> **DOCUMENT SEGMENT**:
....
And then one of the problems
is new people come to Japan

and I meet them and they
hear about missiles being shot

and they like freak out
and I’m like, no, no, no.

That’s like literally a
weekly occurrence in Japan.

It’s just North Korea shooting missiles.

My concern though, so they
tend to just fall into the water

and then it’s just a test is
my actual concern is they hit

a fishing vessel or
something else by accident.

So they don’t actually right
now intend to do anything

but it’s a show of force,
it’s intimidation, intimidation.

But if they hit a boat and
they hit that boat by accident

and kill some Japanese
or South Korean fishermen,

citizens, the government
has to respond.

There’s no way you can
actually just let that go.

Like you killed five, 10, 15, maybe 20,
30 people depends how big the boat is.

You can’t kill that many people
and then not have a response.

North Korea being the way it is,
they never admit to any wrongdoing.

So they’re not gonna apologize, they’re
not gonna say they did something wrong,

they’re not gonna try to
make any amends for that.

They’re going to stick
to their guns and say,

well, you shouldn’t be
fishing in our waters,

even though it’s not their
water, something like that.

And that’s where the
problem is gonna arise.

So right now, sending poop across
the border is actually quite funny,

but you can see it escalates
and these small escalations

tend to have real world problems,
which actually could be an issue,

but still, maybe they should get
that five-year-old out of the room.

This is something I’ve
maybe talked about in

the past and it’s Kung
Fu fights to the death.

And I talk about Kung Fu a lot.

I like this kind of genre of stuff
and I like fighting movies and stuff.

But Kung Fu movies had
a thing that I always found

was illogical and it was
the fights to the death

of the best of the best to prove
which style was the best style.

Because the problem is, if you have
the two best Kung Fu guys in the world,

let’s say there’s a group of 10 there,
the best Kung Fu guys in the world.

And two of them fight
and one of them has to die.

Now that guy who died,
that means you now only

have nine of the best
Kung Fu guys in the world.

And it’s not like someone
just moves up into that

position, there is a
skill gap that is created.

So if those 10 guys all have to fight
each other until there’s only one left,

that means those guys
who are all the best

in the world don’t get
to teach anyone else.

And that means that
lowers the overall quality

and skill level of Kung Fu
in the martial arts world.

And this is always bug me.
....
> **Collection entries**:
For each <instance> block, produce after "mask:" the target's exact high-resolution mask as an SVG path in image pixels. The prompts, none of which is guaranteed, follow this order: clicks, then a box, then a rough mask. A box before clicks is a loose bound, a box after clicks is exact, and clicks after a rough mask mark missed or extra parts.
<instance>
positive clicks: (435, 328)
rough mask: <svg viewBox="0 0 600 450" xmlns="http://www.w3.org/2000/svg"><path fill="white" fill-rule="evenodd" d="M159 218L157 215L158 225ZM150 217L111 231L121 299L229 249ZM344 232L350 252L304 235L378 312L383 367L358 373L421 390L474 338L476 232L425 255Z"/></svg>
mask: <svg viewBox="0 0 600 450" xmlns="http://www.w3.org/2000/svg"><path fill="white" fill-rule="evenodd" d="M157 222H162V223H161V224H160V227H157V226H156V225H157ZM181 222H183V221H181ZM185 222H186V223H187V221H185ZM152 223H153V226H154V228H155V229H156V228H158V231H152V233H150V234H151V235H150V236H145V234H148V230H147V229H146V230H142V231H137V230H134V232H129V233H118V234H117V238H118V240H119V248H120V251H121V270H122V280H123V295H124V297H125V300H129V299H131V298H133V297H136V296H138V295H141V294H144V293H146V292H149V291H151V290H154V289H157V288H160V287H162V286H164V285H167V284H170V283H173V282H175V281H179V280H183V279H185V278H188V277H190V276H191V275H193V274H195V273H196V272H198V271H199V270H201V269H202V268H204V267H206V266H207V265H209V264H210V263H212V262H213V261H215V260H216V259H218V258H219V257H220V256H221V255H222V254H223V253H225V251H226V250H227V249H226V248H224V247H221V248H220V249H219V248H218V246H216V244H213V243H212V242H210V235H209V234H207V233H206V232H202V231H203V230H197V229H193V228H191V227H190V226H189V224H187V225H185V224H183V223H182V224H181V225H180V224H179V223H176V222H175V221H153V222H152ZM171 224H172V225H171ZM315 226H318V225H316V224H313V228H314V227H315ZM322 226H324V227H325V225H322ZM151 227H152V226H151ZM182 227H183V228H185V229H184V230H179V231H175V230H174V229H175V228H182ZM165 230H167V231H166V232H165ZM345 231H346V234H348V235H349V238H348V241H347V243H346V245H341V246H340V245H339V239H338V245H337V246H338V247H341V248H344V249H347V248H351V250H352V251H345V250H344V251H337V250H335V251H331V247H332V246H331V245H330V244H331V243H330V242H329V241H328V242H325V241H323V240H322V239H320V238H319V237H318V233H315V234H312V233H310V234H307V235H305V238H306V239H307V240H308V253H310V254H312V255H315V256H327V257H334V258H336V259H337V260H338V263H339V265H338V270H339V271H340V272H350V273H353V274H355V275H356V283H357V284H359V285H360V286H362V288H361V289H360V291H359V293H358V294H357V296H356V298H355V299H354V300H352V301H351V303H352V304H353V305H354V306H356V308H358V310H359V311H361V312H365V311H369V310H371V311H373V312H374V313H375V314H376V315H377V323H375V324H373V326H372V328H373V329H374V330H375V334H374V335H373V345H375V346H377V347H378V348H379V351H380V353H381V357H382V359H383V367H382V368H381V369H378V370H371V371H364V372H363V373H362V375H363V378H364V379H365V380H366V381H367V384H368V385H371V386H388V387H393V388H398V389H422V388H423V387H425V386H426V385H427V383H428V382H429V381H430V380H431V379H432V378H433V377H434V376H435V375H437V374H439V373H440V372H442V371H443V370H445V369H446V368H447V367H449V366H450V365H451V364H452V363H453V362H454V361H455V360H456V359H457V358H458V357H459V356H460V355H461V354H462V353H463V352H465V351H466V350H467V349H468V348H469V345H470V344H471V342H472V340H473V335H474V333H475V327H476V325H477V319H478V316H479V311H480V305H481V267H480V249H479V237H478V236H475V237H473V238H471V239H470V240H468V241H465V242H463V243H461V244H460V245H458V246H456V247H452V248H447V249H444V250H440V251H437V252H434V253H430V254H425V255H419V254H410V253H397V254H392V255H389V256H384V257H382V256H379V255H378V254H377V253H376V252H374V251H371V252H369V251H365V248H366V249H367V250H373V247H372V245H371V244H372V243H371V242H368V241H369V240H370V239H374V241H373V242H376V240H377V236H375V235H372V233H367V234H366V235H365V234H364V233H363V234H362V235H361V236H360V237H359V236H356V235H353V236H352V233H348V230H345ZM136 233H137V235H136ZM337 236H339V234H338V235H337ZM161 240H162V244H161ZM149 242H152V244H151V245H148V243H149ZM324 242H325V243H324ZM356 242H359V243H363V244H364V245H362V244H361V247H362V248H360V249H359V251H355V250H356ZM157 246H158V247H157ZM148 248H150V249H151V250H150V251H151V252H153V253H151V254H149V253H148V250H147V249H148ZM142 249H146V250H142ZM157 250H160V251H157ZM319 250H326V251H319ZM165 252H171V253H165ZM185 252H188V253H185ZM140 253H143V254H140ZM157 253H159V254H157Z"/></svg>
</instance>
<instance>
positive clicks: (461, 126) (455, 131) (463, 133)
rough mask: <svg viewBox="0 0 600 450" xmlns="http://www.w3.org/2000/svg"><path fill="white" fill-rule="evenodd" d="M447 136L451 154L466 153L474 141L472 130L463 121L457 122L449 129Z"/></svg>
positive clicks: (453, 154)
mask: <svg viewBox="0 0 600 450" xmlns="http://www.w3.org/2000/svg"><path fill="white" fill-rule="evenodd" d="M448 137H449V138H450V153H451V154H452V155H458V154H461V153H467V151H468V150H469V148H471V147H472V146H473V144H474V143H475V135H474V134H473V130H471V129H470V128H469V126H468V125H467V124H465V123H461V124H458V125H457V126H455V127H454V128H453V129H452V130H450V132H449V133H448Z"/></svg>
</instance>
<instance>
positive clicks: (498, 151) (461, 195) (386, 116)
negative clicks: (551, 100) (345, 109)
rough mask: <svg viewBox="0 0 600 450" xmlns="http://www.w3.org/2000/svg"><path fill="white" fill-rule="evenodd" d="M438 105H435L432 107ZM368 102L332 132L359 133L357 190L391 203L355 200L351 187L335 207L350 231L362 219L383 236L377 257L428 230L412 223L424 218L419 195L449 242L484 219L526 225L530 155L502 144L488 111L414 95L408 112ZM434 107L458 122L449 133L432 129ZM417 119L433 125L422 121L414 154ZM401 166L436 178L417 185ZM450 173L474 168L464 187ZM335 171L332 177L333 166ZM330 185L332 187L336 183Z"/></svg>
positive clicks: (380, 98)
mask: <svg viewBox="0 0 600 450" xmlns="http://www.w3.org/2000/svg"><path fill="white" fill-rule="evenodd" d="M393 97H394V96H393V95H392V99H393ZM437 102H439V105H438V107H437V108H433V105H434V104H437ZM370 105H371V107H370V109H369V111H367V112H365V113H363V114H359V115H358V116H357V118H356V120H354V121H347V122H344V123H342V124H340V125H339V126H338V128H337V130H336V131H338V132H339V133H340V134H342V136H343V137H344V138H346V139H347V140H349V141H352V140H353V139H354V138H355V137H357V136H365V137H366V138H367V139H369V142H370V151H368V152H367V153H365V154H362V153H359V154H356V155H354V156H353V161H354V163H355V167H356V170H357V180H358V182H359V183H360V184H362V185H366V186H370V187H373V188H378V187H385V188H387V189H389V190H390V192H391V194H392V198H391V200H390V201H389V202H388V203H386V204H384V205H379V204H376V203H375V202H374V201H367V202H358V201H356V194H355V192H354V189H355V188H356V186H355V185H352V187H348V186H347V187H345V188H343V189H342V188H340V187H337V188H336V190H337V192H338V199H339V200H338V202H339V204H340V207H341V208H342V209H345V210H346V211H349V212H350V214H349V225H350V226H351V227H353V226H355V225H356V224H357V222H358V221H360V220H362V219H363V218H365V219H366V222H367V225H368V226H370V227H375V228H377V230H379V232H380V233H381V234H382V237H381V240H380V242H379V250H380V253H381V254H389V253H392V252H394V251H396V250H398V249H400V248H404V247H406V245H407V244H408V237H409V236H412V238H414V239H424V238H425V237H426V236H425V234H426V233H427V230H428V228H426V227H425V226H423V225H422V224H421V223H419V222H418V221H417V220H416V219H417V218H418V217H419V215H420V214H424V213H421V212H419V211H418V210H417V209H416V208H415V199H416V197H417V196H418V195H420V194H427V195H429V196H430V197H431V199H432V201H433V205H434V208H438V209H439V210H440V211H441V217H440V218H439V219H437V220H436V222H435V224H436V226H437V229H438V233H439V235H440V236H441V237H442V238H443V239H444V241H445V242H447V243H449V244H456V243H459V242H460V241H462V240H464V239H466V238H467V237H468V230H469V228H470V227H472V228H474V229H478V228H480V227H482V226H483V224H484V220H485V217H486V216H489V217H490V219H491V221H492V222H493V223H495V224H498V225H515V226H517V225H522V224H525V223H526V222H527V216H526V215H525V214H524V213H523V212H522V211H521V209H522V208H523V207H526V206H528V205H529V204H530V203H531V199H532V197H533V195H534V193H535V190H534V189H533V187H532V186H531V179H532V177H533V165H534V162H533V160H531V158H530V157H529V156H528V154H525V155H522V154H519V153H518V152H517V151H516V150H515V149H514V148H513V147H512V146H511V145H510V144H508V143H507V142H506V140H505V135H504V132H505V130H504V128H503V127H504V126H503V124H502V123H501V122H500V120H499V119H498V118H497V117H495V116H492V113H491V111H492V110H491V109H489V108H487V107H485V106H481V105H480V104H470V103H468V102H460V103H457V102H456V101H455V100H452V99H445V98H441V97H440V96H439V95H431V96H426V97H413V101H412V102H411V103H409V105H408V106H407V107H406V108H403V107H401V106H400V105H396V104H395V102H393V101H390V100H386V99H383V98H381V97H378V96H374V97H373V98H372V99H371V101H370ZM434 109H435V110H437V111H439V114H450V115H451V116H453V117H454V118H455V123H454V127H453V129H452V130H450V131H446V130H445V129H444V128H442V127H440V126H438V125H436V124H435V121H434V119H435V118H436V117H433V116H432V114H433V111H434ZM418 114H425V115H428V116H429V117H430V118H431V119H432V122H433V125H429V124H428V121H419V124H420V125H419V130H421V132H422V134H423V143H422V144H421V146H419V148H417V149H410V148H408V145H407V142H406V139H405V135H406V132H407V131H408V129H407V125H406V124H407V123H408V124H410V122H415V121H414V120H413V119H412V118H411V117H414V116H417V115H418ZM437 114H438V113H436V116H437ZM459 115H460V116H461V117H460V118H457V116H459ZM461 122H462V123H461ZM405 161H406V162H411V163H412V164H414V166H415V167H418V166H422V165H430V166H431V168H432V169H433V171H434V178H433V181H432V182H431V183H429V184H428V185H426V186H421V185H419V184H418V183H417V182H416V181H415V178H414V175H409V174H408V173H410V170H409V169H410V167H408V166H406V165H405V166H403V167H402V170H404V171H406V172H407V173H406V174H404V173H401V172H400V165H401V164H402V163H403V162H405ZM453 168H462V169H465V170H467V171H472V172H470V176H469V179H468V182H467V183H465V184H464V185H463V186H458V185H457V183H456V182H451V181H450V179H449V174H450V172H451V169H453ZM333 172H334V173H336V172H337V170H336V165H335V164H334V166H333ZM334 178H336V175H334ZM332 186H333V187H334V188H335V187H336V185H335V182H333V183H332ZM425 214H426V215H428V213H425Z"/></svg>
....
> **WHAT THE EXERCISE ASKS**:
Continue the transcript about North Korean missiles and Kung Fu fights to the death, picking up right after its last sentence.

> **ANSWER**:
It’s one of those things that’s
illogical to fight to the death in a film.

If the whole point is to prove
that your style is the best.

I guess maybe what they wanna
do is have the other styles die off.

But my other thought is,
even if you win the fight,

these two of the best fighters in the
world fighting means you’re gonna get hurt.

Like you just get hurt.

That’s what happens when you fight.

They don’t usually show that move.

Movies you recover really quick.

People get shot in their shoulder
and they just keep running and stuff.

I’m sure I would at least have
to lie down if that were to happen.

I watched Doom II recently and
there were a couple of elements

that struck me as
really, I don’t know, old.

Off putting way back in the day.

I don’t know, like in ’80s kind of thingy.

When I was young, I didn’t
think about it very much.

But now as I’m getting
older, I’m seeing it.

And it doesn’t sort of
fit in movies anymore.

And it’s when the bad guy lashes out

and kills an underling
standing too close to him.

So this, maybe the most
iconic ones were Darth Vader.

Now he would kill people he
would like crush their throat

when they failed or when
they didn’t do what he wanted.

But in Doom II, you have the
young Harkonan leader guy.

And basically someone standing next
to him and he says, “Let’s go over here.

” And that guy goes,
“Oh, we can’t go over there.

” And he slashes his throat.

And the guy dies.

And you think that would
only happen once or twice

before people will be like,
“You know what, I’m going to do?

I’m not going to stand with
an arms reach of that guy.

” But the problem is they should be promoting
competent people to these positions.

This is an organization.

So they should be promoting
people into these positions.

We have a certain skill set.

And if because they have
to deliver information to you

that you don’t like,
that you actually kill

them in that moment,
well, that’s problematic.

Because you’re out now
taking these skilled managers

and workers around
you and getting rid of

them is which means
they have to be replaced.

And then select the
guy who has to look at

the screen for you and
to deliver information.

You have to replace that guy.

So the guy who gets
promoted in that position

maybe he’s not ready
for that position yet.

Maybe he doesn’t have those skills.

Maybe he is smart enough to
stay out of arms reach, though.

That actually would
be an interesting thing.

But I’m concerned that the overall level
of competence is going to be minimized.

Because anyone with any real
competence is going to realize,

like, I don’t want to be
promoted to the point

where I am within arms
reach of the head bad guy.

Because when the bad guy
gets upset, he kills people.

And I came up with this kind
of like four solutions to this.

And one is you don’t
stand within arms reach.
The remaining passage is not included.